### Your goal
How many of the lines below contain "printed"? Answer with that number alone.

--- Provided information Enclosed Below ---

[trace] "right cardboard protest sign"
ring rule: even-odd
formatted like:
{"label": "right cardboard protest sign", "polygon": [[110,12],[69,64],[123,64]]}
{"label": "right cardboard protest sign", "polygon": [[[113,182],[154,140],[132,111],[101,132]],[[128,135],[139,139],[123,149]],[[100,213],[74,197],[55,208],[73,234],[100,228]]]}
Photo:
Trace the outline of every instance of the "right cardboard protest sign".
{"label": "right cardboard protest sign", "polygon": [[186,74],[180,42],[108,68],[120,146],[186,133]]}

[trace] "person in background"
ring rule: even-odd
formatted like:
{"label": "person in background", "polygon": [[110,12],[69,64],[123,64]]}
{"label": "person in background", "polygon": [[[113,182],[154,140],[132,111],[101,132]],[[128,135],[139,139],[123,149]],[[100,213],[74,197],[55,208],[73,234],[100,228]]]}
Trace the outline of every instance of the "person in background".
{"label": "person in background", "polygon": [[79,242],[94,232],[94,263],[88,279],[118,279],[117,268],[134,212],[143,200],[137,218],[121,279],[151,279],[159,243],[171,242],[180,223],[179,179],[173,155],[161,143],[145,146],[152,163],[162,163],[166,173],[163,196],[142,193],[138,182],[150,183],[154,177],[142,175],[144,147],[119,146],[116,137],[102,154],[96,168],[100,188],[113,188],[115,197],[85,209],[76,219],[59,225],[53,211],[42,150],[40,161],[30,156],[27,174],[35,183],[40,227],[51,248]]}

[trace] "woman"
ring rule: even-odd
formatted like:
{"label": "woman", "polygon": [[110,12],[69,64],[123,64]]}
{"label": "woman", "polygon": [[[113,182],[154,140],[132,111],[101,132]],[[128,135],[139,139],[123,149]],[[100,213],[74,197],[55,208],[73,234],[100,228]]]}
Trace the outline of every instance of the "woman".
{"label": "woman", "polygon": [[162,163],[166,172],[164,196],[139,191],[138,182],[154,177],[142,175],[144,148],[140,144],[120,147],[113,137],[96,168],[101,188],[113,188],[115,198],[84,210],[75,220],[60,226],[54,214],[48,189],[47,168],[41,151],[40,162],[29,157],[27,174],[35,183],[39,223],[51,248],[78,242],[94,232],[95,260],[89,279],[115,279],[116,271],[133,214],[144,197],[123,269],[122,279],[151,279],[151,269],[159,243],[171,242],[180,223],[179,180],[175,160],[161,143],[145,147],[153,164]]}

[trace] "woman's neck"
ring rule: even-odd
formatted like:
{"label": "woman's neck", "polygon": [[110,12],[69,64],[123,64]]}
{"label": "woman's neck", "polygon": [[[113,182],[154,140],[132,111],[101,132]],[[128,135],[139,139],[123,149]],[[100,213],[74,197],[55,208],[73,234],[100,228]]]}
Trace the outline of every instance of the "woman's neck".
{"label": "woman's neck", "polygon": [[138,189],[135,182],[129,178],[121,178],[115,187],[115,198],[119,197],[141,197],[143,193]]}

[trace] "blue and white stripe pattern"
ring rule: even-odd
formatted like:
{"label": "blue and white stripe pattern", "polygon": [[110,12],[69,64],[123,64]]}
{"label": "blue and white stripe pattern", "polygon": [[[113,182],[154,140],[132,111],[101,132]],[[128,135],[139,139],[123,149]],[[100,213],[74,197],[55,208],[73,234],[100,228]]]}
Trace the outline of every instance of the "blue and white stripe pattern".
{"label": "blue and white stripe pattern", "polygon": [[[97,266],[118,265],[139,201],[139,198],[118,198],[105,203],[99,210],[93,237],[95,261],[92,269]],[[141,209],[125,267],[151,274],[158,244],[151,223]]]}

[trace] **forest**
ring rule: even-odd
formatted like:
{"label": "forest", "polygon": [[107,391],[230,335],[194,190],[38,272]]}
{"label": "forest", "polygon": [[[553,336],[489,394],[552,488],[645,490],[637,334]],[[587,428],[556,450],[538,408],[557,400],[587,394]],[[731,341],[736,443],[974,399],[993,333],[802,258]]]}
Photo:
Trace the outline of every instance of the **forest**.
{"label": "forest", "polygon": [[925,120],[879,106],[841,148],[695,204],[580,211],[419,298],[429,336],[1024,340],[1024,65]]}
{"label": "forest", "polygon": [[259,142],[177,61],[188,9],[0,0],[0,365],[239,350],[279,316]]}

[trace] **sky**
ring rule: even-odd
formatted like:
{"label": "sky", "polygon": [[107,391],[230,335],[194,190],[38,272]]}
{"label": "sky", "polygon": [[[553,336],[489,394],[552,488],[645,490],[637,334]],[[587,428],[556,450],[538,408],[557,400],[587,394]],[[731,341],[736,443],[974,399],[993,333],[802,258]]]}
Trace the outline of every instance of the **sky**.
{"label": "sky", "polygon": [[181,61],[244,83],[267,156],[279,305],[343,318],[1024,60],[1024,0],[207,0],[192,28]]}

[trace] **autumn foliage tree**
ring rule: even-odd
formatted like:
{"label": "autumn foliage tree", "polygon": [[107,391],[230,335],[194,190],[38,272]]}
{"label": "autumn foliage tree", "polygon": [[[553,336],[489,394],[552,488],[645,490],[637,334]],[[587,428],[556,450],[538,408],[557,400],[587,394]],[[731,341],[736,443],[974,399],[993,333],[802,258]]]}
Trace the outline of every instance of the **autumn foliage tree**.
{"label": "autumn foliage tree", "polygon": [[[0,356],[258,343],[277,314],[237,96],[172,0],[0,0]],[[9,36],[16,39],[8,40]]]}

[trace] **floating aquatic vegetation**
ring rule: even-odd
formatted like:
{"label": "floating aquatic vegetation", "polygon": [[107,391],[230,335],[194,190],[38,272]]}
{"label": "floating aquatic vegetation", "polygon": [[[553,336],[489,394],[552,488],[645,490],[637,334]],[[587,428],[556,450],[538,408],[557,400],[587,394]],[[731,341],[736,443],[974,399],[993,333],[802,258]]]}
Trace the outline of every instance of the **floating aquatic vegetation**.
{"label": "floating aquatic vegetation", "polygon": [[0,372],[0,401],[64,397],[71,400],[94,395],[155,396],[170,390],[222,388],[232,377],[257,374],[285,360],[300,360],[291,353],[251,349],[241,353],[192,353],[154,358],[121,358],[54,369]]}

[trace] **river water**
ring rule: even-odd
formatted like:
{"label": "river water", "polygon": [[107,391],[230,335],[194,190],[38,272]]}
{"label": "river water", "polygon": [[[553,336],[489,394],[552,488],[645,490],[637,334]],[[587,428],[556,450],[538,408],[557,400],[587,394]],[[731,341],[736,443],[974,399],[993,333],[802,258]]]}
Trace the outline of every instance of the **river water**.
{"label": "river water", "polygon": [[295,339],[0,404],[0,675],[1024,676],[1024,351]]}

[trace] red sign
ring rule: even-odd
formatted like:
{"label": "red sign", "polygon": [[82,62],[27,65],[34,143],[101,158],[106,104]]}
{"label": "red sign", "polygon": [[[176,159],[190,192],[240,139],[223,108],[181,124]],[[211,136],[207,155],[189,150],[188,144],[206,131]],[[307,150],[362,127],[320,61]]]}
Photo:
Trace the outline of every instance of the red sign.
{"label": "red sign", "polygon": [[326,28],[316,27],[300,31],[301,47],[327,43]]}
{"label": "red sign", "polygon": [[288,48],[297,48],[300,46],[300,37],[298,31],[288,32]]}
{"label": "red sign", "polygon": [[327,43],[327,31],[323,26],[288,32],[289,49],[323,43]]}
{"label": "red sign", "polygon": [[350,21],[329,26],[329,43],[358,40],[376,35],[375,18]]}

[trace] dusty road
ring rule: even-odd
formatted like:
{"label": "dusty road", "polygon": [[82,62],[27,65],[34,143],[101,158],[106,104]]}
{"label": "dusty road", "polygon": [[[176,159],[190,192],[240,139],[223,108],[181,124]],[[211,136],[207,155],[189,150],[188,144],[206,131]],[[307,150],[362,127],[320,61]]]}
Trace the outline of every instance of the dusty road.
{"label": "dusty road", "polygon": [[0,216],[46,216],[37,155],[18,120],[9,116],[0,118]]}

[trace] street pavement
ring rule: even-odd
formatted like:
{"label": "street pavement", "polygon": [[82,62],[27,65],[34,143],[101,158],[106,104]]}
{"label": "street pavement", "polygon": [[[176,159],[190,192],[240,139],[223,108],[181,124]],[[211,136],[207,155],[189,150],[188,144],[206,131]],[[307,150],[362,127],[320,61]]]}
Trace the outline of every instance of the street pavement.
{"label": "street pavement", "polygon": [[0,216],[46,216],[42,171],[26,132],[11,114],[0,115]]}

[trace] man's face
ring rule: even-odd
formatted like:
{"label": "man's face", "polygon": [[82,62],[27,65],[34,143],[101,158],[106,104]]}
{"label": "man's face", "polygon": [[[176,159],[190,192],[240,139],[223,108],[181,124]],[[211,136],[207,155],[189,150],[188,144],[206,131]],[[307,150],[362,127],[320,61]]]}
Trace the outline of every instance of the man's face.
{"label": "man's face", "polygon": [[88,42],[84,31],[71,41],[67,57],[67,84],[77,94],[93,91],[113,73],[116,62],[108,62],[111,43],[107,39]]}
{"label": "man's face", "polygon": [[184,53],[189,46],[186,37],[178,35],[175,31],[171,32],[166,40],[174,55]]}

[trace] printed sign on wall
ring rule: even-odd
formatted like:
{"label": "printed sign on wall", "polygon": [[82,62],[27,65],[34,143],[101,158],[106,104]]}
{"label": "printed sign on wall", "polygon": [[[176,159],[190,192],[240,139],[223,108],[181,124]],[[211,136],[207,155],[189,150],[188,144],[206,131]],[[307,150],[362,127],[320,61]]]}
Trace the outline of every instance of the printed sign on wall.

--- End of Enclosed Provided information ---

### Answer space
4